The Internet has grown at a ferocious pace and there is now officially over 1 billion websites available on the World Wide Web. However, you won't be able to see a single one of these unless you have a web browser installed on your PC.
All Windows PCs will come equipped with Internet Explorer, and now Edge (Windows 10), but other and often more comprehensive browsers with additional features are available from third-party developers.
This is not a test of browsers, but a guide for those who are unsure of what browser you should aim for.
As already mentioned, if you have a PC with Microsoft Windows, you will already have Internet Explorer but what alternatives are there? Here is an insight into Internet Explorer, Google Chrome, Firefox, Opera, Safari, Spartan and Vivaldi.
What exactly is a web browser engine?
We will start this section by looking under the hood of a browser. A browser engine is the software component in a web browser, which govern the way the browser showcases sites.
A browser engine controls including the way the browser handles tabs. Different browsers use different engines and it allows browsers to behave differently.
This is a list of different browser engines:
- Chromium (Blink) is an engine developed by Google and used by Chrome, Opera and Vivaldi. Opera previously used its own browser engine, named Presto, but replaced it later with Chromium. Chromium is based on WebKit engine, which is used by the Safari browser. The Chromium engine runs each tab as a separate process. The downside of this it can use a large amount of memory if you open multiple tabs, and can cause problems if you have little memory installed on your computer.
- WebKit is used by Safari. Chromium engine as we just mentioned is based on WebKit.
- Gecko is used by Firefox. It is free and open, and used different software from the Mozilla organization. Gecko can run on different devices and on different operating systems.
- Trident is used by Internet Explorer. This engine has undergone major changes over the last decade, especially in terms of better support of web standards.
- Edge Html is the name of the new engine for Spartan/Edge Internet browser, which will replace Internet Explorer in Windows 10 this summer. This engine is based on Trident, and it can be tested with Windows 10 Technical Preview.
Internet Explorer is the old boy on the block from Microsoft. This browser has for many years been criticized partly for poor security, but this has been greatly improved over the last few years. Internet Explorer hangs sadly behind in terms of features and innovation. The advantage is that you do not have to download a browser, if you use Windows because Internet Explorer is built into Windows. Read more about Internet Explorer on microsoft.com
Google's browser is one of the most popular on the market, and not without reason, as Chrome is certainly one of the best. It is fast, secure, and has many features. For more information on Chrome, please visit google.com/chrome/.

------------------------------

*Written request A*. Which lines in the records below contain the word "overcast"? Return each of those lines in full.

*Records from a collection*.
------------------------------

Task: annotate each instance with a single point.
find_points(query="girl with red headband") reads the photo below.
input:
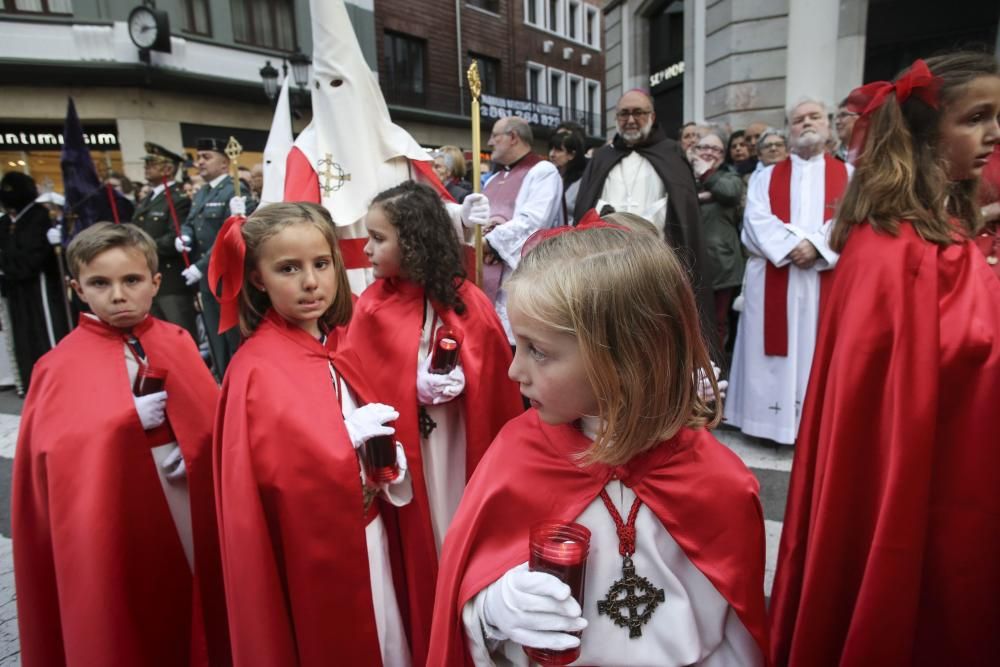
(305, 553)
(431, 344)
(609, 351)
(890, 553)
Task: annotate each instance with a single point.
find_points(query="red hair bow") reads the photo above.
(917, 81)
(225, 270)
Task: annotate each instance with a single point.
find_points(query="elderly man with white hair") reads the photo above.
(789, 209)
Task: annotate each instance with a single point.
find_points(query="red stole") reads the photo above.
(701, 492)
(385, 335)
(775, 278)
(290, 506)
(101, 575)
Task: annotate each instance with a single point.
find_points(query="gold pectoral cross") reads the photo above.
(331, 171)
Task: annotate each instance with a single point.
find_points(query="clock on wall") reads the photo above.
(149, 29)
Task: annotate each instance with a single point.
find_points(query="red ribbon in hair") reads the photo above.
(918, 81)
(590, 220)
(225, 270)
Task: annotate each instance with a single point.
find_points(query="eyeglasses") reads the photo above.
(638, 114)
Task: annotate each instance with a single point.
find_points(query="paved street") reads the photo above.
(771, 465)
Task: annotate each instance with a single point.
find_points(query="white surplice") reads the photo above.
(633, 186)
(693, 626)
(443, 451)
(388, 622)
(766, 393)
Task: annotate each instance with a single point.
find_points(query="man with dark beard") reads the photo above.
(785, 230)
(644, 172)
(32, 287)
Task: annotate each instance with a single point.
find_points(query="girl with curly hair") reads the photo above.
(447, 417)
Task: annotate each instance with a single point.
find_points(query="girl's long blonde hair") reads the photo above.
(264, 224)
(630, 306)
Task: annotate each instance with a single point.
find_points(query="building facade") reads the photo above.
(736, 61)
(209, 81)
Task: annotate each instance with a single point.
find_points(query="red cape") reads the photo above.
(701, 492)
(101, 575)
(385, 334)
(290, 507)
(890, 548)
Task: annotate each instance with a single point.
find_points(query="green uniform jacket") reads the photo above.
(153, 216)
(722, 218)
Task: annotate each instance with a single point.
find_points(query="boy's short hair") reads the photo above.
(102, 236)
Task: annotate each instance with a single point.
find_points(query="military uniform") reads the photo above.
(175, 300)
(208, 211)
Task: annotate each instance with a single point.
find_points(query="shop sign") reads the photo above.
(39, 137)
(542, 115)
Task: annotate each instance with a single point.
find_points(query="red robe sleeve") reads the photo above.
(290, 508)
(385, 336)
(701, 492)
(100, 572)
(890, 545)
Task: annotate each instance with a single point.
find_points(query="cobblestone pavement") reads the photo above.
(770, 463)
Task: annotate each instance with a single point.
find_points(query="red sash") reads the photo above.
(775, 278)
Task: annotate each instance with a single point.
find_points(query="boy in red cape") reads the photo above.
(608, 352)
(115, 542)
(446, 420)
(890, 553)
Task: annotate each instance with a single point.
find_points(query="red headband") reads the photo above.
(226, 266)
(590, 220)
(918, 81)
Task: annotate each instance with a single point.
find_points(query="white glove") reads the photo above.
(192, 275)
(152, 409)
(368, 422)
(434, 389)
(173, 466)
(54, 235)
(705, 385)
(475, 210)
(238, 206)
(533, 609)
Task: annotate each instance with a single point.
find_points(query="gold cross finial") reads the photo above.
(475, 86)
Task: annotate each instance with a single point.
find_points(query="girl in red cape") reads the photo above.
(304, 551)
(890, 553)
(608, 352)
(116, 553)
(447, 417)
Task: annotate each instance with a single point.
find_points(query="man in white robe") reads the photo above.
(525, 195)
(767, 391)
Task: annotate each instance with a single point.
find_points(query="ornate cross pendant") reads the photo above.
(627, 596)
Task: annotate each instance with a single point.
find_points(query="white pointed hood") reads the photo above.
(279, 142)
(350, 117)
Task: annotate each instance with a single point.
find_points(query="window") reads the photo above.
(573, 20)
(489, 73)
(536, 83)
(267, 23)
(196, 17)
(488, 5)
(533, 12)
(38, 6)
(557, 93)
(403, 59)
(592, 27)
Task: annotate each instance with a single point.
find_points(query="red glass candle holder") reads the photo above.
(380, 459)
(560, 549)
(445, 355)
(149, 380)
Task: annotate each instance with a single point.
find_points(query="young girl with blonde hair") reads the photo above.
(447, 419)
(890, 548)
(305, 553)
(608, 352)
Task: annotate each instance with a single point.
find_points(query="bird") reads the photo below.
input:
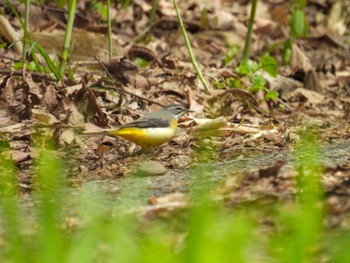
(151, 130)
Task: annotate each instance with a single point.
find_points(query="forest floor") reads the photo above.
(241, 144)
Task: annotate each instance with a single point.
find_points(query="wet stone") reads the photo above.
(150, 168)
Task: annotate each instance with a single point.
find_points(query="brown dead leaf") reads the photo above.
(299, 61)
(50, 100)
(309, 96)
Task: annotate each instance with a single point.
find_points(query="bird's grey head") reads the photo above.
(176, 110)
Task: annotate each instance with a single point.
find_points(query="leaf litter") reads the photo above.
(230, 124)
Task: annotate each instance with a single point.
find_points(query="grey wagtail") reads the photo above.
(151, 130)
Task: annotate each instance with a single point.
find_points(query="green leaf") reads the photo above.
(271, 95)
(231, 52)
(287, 52)
(247, 69)
(219, 84)
(269, 64)
(258, 84)
(300, 4)
(298, 24)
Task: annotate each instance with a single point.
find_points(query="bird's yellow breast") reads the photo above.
(147, 137)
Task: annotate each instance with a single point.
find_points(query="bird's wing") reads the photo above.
(146, 123)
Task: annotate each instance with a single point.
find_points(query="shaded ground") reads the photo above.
(253, 137)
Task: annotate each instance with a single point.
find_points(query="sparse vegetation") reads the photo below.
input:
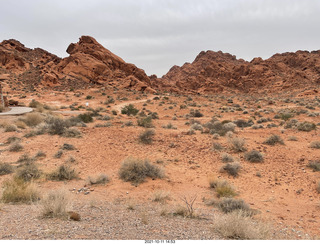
(63, 172)
(146, 137)
(273, 139)
(18, 191)
(55, 204)
(254, 156)
(136, 170)
(239, 226)
(101, 179)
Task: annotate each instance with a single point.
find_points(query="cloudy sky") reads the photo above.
(157, 34)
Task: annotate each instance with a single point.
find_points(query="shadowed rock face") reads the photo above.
(217, 71)
(88, 63)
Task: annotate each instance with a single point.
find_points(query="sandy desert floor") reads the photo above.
(282, 188)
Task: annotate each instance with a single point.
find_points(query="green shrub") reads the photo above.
(86, 117)
(232, 168)
(237, 144)
(254, 156)
(137, 170)
(146, 137)
(315, 165)
(145, 122)
(16, 147)
(64, 172)
(306, 126)
(273, 139)
(315, 144)
(129, 110)
(228, 205)
(18, 191)
(28, 172)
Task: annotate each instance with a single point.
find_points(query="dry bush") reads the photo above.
(228, 205)
(63, 172)
(16, 147)
(314, 164)
(100, 179)
(18, 191)
(254, 156)
(222, 188)
(10, 128)
(238, 226)
(137, 170)
(72, 132)
(161, 196)
(6, 169)
(273, 139)
(20, 124)
(315, 144)
(237, 144)
(55, 204)
(227, 158)
(146, 137)
(231, 168)
(28, 172)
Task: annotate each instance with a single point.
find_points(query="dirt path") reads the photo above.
(17, 111)
(121, 105)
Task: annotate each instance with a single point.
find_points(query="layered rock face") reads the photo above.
(88, 63)
(217, 71)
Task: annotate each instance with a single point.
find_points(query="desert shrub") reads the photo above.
(145, 122)
(254, 156)
(228, 205)
(55, 204)
(242, 123)
(71, 132)
(137, 170)
(129, 110)
(10, 128)
(12, 139)
(18, 191)
(58, 154)
(292, 138)
(217, 146)
(238, 226)
(100, 179)
(161, 196)
(68, 147)
(146, 137)
(273, 139)
(318, 187)
(16, 147)
(34, 104)
(32, 119)
(314, 164)
(20, 124)
(56, 126)
(306, 126)
(28, 171)
(86, 117)
(222, 188)
(6, 169)
(232, 168)
(227, 158)
(315, 144)
(237, 144)
(63, 172)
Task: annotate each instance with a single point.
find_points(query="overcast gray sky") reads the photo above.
(157, 34)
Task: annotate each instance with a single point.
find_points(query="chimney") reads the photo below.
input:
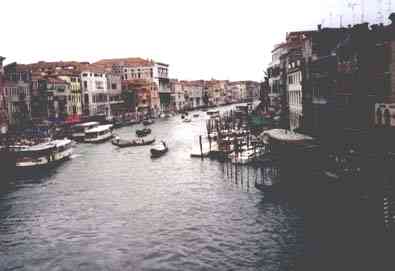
(392, 18)
(1, 65)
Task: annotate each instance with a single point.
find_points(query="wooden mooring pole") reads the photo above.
(201, 147)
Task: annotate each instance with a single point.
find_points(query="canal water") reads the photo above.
(118, 209)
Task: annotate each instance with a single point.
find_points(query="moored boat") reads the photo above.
(122, 143)
(186, 119)
(148, 122)
(143, 132)
(78, 131)
(99, 134)
(159, 150)
(43, 154)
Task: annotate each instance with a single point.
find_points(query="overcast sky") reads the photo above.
(200, 39)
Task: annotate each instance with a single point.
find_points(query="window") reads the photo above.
(99, 85)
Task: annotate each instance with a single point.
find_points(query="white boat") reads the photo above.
(79, 130)
(43, 154)
(98, 134)
(244, 157)
(186, 119)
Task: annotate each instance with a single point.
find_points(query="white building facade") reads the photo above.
(95, 94)
(295, 98)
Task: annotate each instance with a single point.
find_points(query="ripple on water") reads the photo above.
(117, 209)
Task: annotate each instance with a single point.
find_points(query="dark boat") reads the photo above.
(159, 150)
(148, 122)
(143, 132)
(122, 143)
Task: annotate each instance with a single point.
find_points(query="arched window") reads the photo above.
(387, 117)
(379, 116)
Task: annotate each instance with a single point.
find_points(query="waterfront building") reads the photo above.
(74, 103)
(16, 90)
(114, 86)
(234, 91)
(217, 92)
(58, 92)
(177, 95)
(140, 91)
(95, 94)
(143, 69)
(3, 108)
(39, 99)
(275, 73)
(194, 93)
(253, 90)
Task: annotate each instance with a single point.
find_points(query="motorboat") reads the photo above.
(122, 143)
(159, 150)
(78, 131)
(43, 154)
(143, 132)
(99, 134)
(148, 122)
(186, 119)
(213, 113)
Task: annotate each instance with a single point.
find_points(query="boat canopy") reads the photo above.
(86, 124)
(100, 128)
(285, 135)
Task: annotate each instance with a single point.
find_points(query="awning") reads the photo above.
(73, 119)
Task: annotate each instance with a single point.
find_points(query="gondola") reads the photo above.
(159, 150)
(143, 132)
(122, 143)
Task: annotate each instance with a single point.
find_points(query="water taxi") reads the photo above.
(78, 131)
(99, 134)
(43, 154)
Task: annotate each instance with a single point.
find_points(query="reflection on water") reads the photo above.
(117, 209)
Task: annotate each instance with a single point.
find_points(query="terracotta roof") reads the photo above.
(93, 68)
(55, 80)
(132, 62)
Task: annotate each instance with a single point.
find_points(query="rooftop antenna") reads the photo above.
(380, 15)
(363, 11)
(389, 7)
(341, 20)
(352, 6)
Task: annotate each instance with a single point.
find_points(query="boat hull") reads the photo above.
(127, 143)
(99, 139)
(158, 153)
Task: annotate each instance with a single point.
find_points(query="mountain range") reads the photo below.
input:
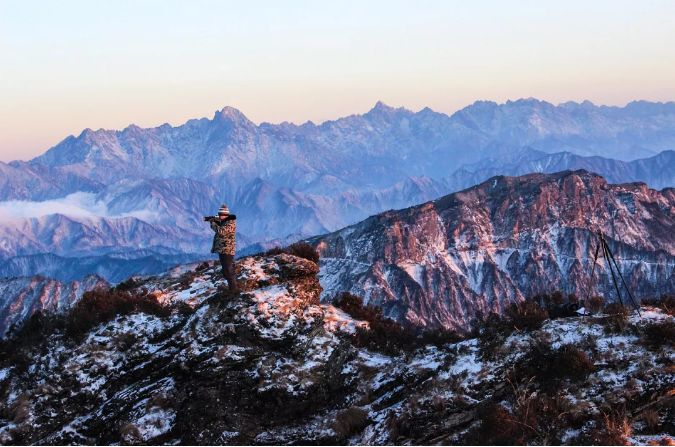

------------------------------

*Written request B*. According to the browser guide above, which browser engine runs each tab as a separate process?

*Exercise result A*.
find_points(query="overcast gray sky") reads the photo above.
find_points(query="overcast sky") reads the photo above.

*Exercise result B*. Chromium (Blink) runs each tab as a separate process.